## The task
Every line of the material below should be repeated exactly.
##### Entries shown
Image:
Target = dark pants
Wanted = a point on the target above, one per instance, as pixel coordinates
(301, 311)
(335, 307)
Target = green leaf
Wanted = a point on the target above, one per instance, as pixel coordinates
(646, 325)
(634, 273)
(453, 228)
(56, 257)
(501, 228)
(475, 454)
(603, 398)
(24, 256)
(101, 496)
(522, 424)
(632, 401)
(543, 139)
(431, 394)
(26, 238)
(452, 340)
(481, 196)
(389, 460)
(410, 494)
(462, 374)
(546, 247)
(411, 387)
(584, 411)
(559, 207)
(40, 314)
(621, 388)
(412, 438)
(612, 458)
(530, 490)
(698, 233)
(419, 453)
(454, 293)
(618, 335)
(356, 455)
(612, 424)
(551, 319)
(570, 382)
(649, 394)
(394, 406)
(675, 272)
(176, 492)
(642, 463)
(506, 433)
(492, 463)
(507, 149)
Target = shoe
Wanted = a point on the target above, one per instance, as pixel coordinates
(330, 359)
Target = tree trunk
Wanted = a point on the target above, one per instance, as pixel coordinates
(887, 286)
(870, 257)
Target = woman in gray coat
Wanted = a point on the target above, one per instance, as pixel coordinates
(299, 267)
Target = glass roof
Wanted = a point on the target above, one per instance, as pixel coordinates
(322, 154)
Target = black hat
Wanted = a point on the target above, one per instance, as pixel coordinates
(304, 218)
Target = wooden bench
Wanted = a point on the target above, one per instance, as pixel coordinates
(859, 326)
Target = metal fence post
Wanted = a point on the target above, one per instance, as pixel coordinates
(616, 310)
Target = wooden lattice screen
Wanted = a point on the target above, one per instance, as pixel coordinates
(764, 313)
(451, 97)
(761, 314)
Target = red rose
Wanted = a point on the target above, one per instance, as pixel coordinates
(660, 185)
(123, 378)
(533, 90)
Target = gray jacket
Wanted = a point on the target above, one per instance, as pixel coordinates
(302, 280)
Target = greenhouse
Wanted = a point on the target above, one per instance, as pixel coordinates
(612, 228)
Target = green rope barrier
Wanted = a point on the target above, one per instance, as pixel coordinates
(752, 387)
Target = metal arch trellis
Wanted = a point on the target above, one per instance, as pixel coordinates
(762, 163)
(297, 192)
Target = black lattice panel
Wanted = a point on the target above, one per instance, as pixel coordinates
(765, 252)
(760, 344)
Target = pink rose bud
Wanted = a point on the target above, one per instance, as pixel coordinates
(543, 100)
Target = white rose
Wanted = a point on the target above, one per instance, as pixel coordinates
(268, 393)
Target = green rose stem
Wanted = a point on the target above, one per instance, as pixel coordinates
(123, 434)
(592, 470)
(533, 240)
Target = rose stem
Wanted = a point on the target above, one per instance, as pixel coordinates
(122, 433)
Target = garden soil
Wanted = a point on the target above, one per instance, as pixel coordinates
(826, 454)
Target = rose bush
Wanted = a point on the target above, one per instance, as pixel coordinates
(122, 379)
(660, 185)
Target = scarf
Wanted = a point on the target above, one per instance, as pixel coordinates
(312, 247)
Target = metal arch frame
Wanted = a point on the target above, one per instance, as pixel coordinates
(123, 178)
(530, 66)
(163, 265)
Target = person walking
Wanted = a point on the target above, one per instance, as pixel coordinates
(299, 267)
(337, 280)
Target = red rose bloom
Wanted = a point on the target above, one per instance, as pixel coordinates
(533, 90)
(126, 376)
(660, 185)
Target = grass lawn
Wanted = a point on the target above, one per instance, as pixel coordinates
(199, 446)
##########
## Result for this exercise
Image:
Target = dark pants
Wanted = a point on the target above, one per instance, as pixel coordinates
(301, 311)
(335, 307)
Target = green leaf
Wanted = a point on the target above, one per instance, as pixel coordinates
(646, 325)
(634, 273)
(453, 228)
(56, 257)
(501, 228)
(475, 454)
(603, 398)
(24, 256)
(101, 496)
(522, 424)
(632, 401)
(543, 139)
(431, 394)
(26, 238)
(452, 340)
(481, 196)
(389, 460)
(410, 494)
(462, 374)
(546, 247)
(411, 387)
(584, 411)
(559, 207)
(40, 314)
(621, 388)
(412, 438)
(612, 458)
(530, 490)
(698, 233)
(419, 453)
(454, 293)
(618, 335)
(356, 455)
(612, 424)
(551, 319)
(570, 382)
(649, 394)
(394, 406)
(675, 272)
(176, 492)
(642, 463)
(506, 433)
(492, 463)
(507, 149)
Target = shoe
Wanted = a point on the target above, one per instance, as pixel coordinates
(330, 359)
Target = tree trunk
Wanted = a point on the target above, one per instance, as pixel coordinates
(887, 286)
(870, 257)
Target = woman in gray coat
Wanted = a point on the target above, one per instance, as pixel coordinates
(299, 267)
Target = glass roof
Wanted = a point on the target above, one per instance, as pixel coordinates
(322, 154)
Target = black hat
Wanted = a point on the target above, one per instance, as pixel coordinates
(304, 218)
Target = wooden bench
Wanted = a point on the target above, one per instance, as pixel coordinates
(859, 326)
Target = metal fence post
Wanted = a point on the target above, one per instance, as pixel coordinates
(616, 310)
Target = wooden lattice screen
Wanted = a point on the target above, one per instance, as pixel coordinates
(764, 313)
(451, 97)
(761, 314)
Target = red rose
Wanted = a point on the target above, one per instance, as pixel coordinates
(660, 185)
(123, 378)
(533, 90)
Target = gray jacket
Wanted = a point on the target above, one per instance, as pixel coordinates
(302, 280)
Target = greenhouse
Wanted = a point on the target above, one per instance, as pixel coordinates
(612, 228)
Target = green rope barrier
Wanted = a point on the target above, one per instance, as pixel coordinates
(752, 387)
Target = metal arch trellis
Wanted = a point on the target above, one per instance, as pixel coordinates
(762, 163)
(297, 192)
Target = black lattice panel
Wanted = a point on the target above, one per instance, as pixel coordinates
(765, 252)
(760, 344)
Target = pink rose bud
Wanted = a point on the target above, one per instance, as pixel coordinates
(543, 100)
Target = white rose
Wanted = a point on the target above, one per instance, as pixel coordinates
(268, 393)
Target = green rose stem
Wanted = a point on the target above, one per instance, as pixel coordinates
(123, 434)
(592, 470)
(533, 240)
Target = rose stem
Wanted = a point on the target above, one per instance, as pixel coordinates
(122, 433)
Target = garden soil
Wanted = a point on the target above, one per instance, as pixel coordinates
(826, 454)
Target = rose bush
Wanted = a point on the target above, one per instance, as pixel coordinates
(122, 379)
(660, 185)
Target = scarf
Wanted = a point on the target above, one per instance, as pixel coordinates
(312, 247)
Target = metal arch frame
Wanted = a point on the target above, one per instance, as pixel coordinates
(123, 178)
(530, 66)
(163, 265)
Target = person walking
Wanted = a point on the target above, one per instance, as pixel coordinates
(299, 267)
(337, 280)
Target = red rose bloom
Wanted = a point on the target above, one per instance, as pixel coordinates
(533, 90)
(126, 376)
(660, 185)
Target = grass lawn
Wanted = a point on the target above, one per instance, as pixel coordinates
(199, 446)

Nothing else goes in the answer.